● **Objectives**
1. In the thread on big-O notation, one commenter says that if N has an upper bound, the rest of the discussion is meaningless. Explain in one to three sentences why the commenter holds this view.
2. According to the thread on big-O notation, what does the variant Õ(_) ignore?
3. Write out the passage of the thread on big-O notation from "I’m struggling to" up to and including "that actually exists.".

● **Source extract**
——————
It is also the reason why I think that log(N) in big-O notation is the limit of practicality. That is, further than that and big-O becomes meaningless and one needs to take the actual machine in consideration. Maybe, after reading the article, O(sqrt(N)) should be the limit instead.


I’m struggling to understand this argument. The size of memory that you can address on any particular hardware is fixed, just like the word size for additions. Restricting yourself to a smaller part of that address space in software won’t change anything about how the address is decoded.


Big O notation deals with asymptotic behavior of a function - in other words, as N goes to infinity. If we're accepting the premise that N has an upper bound, the rest of the discussion is meaningless.

Presumably the argument is an abstract one, not applying to any particular machine that actually exists.


Big O notation is often used with assumptions like adding numbers is always constant time. You can't physically build a machine where addition between any two numbers is constant time, but that doesn't matter.


It depends what you mean by "numbers": all integers or just 64-bit ones?


My point is relevant to additions that are the same type as n as n has no upper bound. n will never be a 64 bit integer.


The argument makes sense once you think of memory as a hierarchy of different sizes. The log of the size of the set of registers is smaller than the logs of the sizes of Li caches, which in turn are smaller than the log of the size of main memory.


Is locating the memory address a significant part of the time being spent on RAM access?


Not in practice, but this is a theoretical argument about scaling to infinity.


You sometimes see Õ(_) as a variant of O(_) that ignores logarithmic factors.

Unfortunately, you cannot extend Big-O to ignore sqrt(n) without ignoring all polynomials.


O already ignores logarithmic factors, is it not? At least its correct usage.


I guess I don’t understand what you mean by a logarithmic factor.


True: Big O doesn't predict performance of algorithms on actual physical hardware.

But... it was never meant to? And I'm not sure anybody was under the mistaken impression that it does?

I guess if a person wasn't aware that L1/L2/L3/main memory have different performance characteristics, then this would be a great article for them.
——————
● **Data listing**
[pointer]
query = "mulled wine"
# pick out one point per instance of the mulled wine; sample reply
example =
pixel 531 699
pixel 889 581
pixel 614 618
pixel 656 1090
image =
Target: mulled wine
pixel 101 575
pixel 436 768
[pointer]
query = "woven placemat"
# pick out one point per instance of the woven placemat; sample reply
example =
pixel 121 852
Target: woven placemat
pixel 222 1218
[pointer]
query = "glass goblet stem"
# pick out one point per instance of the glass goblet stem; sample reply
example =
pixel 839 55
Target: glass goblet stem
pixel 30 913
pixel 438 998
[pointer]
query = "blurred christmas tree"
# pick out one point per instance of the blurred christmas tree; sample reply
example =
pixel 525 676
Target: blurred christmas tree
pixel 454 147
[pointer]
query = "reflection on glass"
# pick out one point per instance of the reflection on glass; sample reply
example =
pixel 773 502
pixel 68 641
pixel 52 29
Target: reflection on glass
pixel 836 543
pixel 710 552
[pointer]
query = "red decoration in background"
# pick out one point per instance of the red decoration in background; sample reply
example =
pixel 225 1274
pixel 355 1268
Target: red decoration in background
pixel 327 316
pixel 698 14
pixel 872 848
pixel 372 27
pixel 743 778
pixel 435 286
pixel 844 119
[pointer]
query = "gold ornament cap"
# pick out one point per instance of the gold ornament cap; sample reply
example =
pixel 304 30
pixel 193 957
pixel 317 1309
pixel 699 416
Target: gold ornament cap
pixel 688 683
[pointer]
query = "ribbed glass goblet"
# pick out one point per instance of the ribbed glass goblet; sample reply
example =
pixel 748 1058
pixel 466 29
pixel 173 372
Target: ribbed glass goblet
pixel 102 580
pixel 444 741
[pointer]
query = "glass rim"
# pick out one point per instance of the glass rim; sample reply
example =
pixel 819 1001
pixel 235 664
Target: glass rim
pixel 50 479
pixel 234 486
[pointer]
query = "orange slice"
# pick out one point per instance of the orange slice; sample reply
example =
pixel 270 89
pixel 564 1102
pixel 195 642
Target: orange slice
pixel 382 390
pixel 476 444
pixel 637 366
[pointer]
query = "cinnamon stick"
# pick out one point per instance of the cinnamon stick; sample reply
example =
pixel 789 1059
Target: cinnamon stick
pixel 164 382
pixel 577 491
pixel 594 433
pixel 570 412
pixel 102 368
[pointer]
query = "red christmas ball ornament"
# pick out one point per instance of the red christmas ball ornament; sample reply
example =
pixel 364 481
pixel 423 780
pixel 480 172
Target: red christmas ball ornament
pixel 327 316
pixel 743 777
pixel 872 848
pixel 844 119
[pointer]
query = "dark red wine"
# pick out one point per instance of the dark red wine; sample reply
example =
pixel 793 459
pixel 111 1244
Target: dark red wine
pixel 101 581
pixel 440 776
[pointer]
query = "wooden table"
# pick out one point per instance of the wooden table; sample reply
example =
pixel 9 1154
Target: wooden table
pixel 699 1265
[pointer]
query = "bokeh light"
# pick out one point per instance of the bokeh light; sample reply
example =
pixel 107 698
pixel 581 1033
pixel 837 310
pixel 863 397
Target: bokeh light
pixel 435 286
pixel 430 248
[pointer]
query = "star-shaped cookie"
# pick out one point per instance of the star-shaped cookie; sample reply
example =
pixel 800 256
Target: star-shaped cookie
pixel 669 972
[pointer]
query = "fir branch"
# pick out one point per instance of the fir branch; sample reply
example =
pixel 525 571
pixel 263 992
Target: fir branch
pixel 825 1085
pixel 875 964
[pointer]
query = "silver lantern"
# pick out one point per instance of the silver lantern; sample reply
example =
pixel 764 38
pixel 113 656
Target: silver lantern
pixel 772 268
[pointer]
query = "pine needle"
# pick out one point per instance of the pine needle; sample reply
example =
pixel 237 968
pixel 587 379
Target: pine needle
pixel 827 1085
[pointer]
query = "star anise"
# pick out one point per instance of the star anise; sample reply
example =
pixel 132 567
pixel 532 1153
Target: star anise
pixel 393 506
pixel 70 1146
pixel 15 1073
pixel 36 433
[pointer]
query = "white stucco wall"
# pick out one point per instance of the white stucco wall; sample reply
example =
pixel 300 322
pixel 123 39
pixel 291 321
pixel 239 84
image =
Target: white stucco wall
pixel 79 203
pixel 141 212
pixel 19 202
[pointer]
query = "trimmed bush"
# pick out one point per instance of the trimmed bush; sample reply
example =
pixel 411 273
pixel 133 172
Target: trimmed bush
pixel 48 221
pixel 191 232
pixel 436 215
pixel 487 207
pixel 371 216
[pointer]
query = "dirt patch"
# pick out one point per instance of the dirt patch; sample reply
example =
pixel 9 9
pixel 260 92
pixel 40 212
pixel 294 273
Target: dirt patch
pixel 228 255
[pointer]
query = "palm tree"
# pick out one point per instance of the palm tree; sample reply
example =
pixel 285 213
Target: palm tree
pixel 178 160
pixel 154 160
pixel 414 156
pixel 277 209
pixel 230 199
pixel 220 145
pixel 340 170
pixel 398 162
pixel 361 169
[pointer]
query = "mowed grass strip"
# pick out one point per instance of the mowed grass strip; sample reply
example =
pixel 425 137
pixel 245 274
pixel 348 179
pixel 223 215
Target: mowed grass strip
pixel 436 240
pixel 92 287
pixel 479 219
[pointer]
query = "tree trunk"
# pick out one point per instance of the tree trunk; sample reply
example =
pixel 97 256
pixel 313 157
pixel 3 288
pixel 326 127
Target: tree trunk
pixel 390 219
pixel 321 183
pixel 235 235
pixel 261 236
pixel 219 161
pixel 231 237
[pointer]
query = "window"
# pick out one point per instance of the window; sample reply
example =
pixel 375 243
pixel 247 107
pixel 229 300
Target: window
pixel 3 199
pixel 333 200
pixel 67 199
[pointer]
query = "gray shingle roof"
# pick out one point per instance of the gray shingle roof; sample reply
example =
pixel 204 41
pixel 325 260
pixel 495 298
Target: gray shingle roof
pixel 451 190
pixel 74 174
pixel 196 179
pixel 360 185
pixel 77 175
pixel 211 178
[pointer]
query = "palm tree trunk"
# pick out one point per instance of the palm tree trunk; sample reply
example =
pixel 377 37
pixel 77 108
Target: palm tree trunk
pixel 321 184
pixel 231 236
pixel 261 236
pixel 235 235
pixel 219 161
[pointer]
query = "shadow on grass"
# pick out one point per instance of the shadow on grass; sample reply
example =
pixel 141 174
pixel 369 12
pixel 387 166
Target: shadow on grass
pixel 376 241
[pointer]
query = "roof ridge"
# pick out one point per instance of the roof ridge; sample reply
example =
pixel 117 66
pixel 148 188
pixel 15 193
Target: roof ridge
——————
● **Answers**
1. Big O notation describes the asymptotic behavior of a function as N goes to infinity. If N has an upper bound, it can never go to infinity, so that kind of analysis no longer applies.

2. It ignores logarithmic factors.

3.
I’m struggling to understand this argument. The size of memory that you can address on any particular hardware is fixed, just like the word size for additions. Restricting yourself to a smaller part of that address space in software won’t change anything about how the address is decoded.


Big O notation deals with asymptotic behavior of a function - in other words, as N goes to infinity. If we're accepting the premise that N has an upper bound, the rest of the discussion is meaningless.

Presumably the argument is an abstract one, not applying to any particular machine that actually exists.